AIM: Write the listing out again, all of it, word for word.

☆ ☆ ☆ ☆

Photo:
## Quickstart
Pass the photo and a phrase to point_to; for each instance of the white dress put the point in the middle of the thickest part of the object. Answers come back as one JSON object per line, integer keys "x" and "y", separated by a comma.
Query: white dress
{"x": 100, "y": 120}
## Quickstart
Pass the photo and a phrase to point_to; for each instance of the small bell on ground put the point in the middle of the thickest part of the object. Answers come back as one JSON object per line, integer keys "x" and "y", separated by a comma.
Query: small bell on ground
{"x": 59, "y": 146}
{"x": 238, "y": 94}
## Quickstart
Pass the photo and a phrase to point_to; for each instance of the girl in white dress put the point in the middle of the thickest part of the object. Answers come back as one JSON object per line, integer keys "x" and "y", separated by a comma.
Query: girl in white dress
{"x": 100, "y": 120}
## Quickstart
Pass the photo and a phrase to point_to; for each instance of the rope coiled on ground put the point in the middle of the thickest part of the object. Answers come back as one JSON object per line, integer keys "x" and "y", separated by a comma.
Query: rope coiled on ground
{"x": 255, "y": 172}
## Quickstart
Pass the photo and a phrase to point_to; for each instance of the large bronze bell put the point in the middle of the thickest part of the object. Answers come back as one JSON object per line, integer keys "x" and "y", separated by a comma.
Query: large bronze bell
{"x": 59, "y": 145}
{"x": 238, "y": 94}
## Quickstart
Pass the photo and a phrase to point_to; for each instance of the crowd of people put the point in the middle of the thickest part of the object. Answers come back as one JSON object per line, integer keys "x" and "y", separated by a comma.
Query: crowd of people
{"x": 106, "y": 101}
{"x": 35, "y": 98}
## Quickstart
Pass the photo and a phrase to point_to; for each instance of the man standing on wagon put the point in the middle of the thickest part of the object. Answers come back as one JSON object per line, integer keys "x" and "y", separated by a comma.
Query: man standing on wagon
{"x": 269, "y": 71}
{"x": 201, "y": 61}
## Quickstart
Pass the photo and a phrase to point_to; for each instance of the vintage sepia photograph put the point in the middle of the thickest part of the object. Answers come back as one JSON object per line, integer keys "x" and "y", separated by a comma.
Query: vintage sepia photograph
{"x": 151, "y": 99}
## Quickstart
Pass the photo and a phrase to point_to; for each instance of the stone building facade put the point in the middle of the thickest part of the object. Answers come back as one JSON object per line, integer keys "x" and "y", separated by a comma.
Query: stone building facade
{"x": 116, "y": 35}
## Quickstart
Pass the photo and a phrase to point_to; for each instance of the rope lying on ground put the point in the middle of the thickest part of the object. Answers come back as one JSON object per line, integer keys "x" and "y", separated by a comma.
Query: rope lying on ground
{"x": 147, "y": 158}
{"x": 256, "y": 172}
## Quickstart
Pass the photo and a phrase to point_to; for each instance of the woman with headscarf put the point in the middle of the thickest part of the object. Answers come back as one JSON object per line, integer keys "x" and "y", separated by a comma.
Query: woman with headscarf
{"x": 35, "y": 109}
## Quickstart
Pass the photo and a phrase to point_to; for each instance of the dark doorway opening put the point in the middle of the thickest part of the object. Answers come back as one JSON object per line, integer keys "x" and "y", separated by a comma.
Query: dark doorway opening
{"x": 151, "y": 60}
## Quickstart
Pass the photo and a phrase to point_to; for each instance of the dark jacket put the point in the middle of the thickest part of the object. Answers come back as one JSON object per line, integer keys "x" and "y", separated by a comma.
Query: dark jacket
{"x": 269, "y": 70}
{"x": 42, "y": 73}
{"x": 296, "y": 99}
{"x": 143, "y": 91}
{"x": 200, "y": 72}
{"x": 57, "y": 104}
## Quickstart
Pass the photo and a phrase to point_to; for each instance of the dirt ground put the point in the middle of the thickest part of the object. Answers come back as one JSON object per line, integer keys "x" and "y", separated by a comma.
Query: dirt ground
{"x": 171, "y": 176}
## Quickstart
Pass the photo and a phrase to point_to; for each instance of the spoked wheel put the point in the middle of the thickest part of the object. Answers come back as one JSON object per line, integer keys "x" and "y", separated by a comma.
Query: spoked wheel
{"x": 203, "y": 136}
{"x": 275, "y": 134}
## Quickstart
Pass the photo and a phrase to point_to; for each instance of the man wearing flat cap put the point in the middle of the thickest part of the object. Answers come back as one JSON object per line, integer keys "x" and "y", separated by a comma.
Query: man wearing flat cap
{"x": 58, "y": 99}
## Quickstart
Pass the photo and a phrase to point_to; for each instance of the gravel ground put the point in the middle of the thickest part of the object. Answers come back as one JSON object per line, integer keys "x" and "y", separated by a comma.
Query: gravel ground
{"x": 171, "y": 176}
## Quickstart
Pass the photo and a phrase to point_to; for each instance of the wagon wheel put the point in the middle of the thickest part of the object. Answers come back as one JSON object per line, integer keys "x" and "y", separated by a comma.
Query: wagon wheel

☆ ☆ ☆ ☆

THE OUTPUT:
Photo:
## Quickstart
Pass the photo and a phrase to point_to; for each instance of the white dress put the point in the middle of the thickest part of the object. Answers come back as one JSON object per line, integer keys "x" and "y", separated by a comma.
Query: white dress
{"x": 100, "y": 120}
## Quickstart
Pass the photo and a phrase to point_to; for each instance of the small bell on ground put the point in the middle of the thickest part of the object. Answers come back as one JSON object per line, integer keys "x" and "y", separated by a comma.
Query: small bell on ground
{"x": 59, "y": 146}
{"x": 238, "y": 94}
## Quickstart
Pass the photo and a phrase to point_to; for each instance of the girl in white dress put the point in the middle of the thickest part of the object. Answers come back as one JSON object per line, integer keys "x" and "y", separated by a comma.
Query: girl in white dress
{"x": 100, "y": 120}
## Quickstart
Pass the photo and a phrase to point_to; for each instance of the rope coiled on ground put the point in the middle of the thickest part of the object. Answers come back as one JSON object per line, integer keys "x" and "y", separated by a comma.
Query: rope coiled on ground
{"x": 255, "y": 172}
## Quickstart
Pass the photo and a phrase to point_to; for each instance of the large bronze bell put the point in the middle of the thickest part of the object. Answers come back as one JSON object per line, integer keys "x" and "y", separated by a comma.
Query: large bronze bell
{"x": 59, "y": 145}
{"x": 238, "y": 94}
## Quickstart
Pass the photo and a phrase to point_to; for each instance of the crowd of people put the point in the middle of the thickest part of the object. Answers come back as one JSON object per line, integer keys "x" and "y", separated by a comma.
Query: crowd of people
{"x": 106, "y": 101}
{"x": 35, "y": 98}
## Quickstart
Pass the photo and a phrase to point_to; for each instance of the man standing on wagon put the point in the middle of the thickest part of the object. Answers come back as one JSON object per line, integer keys "x" and "y", separated by a comma.
Query: man standing on wagon
{"x": 269, "y": 71}
{"x": 201, "y": 61}
## Quickstart
Pass the photo and a phrase to point_to; for each instance of the vintage sepia photograph put the point in the middle of the thickest part of the object. Answers come back as one JSON object per line, integer keys "x" and "y", separated by a comma.
Query: vintage sepia photograph
{"x": 151, "y": 99}
## Quickstart
Pass the photo and a phrase to point_to; for each instance of the stone building facade put the point in the middle of the thickest part of the object. Answers come back as one JSON object per line, integer keys "x" and "y", separated by a comma.
Query: stone building facade
{"x": 116, "y": 35}
## Quickstart
Pass the photo and a phrase to point_to; for each instance of the rope lying on ground put the point in the middle of the thickest part of the object. Answers come back as one JSON object per line, integer keys "x" and "y", separated by a comma.
Query: rope lying on ground
{"x": 147, "y": 158}
{"x": 256, "y": 172}
## Quickstart
Pass the photo and a phrase to point_to; for each instance of the woman with headscarf put the point in the middle of the thickest part of the object. Answers come back as one JSON object per line, integer keys "x" and "y", separated by a comma.
Query: woman with headscarf
{"x": 35, "y": 109}
## Quickstart
Pass the photo and a phrase to point_to; for each instance of the dark doorway opening put the point in the middle of the thickest part of the object. Answers come back as one JSON object per line, integer keys "x" and "y", separated by a comma.
Query: dark doorway opening
{"x": 151, "y": 60}
## Quickstart
Pass the photo and a phrase to point_to; for each instance of the dark jacket put the point in the middle of the thickest part of the object. Answers come back as one JSON object per line, integer keys "x" and "y", separated by a comma.
Query: dark jacket
{"x": 269, "y": 70}
{"x": 42, "y": 73}
{"x": 296, "y": 99}
{"x": 143, "y": 91}
{"x": 200, "y": 72}
{"x": 57, "y": 104}
## Quickstart
Pass the photo and a phrase to point_to; for each instance of the dirt ground put the point in the middle of the thickest part of the object. Answers come back as one JSON object per line, integer keys "x" and "y", separated by a comma.
Query: dirt ground
{"x": 171, "y": 176}
## Quickstart
Pass the photo and a phrase to point_to; for each instance of the spoked wheel put the point in the middle of the thickest part of the object. Answers come back as one JSON object per line, integer keys "x" and "y", separated by a comma.
Query: spoked wheel
{"x": 203, "y": 136}
{"x": 275, "y": 134}
## Quickstart
Pass the photo and a phrase to point_to; for each instance of the man wearing flat cap put the point in the middle of the thickest part of the object. Answers come back as one JSON object per line, integer keys "x" and "y", separated by a comma.
Query: man wearing flat cap
{"x": 58, "y": 99}
## Quickstart
Pass the photo and a phrase to point_to; for each instance of the gravel ground put the point in the middle of the thickest part of the object. Answers come back as one JSON object per line, integer keys "x" and "y", separated by a comma.
Query: gravel ground
{"x": 171, "y": 176}
## Quickstart
Pass the photo and a phrase to point_to; for each instance of the wagon wheel put the point in the middle of the thickest part of the object. Answers come back as one JSON object per line, integer keys "x" and "y", separated by a comma.
Query: wagon wheel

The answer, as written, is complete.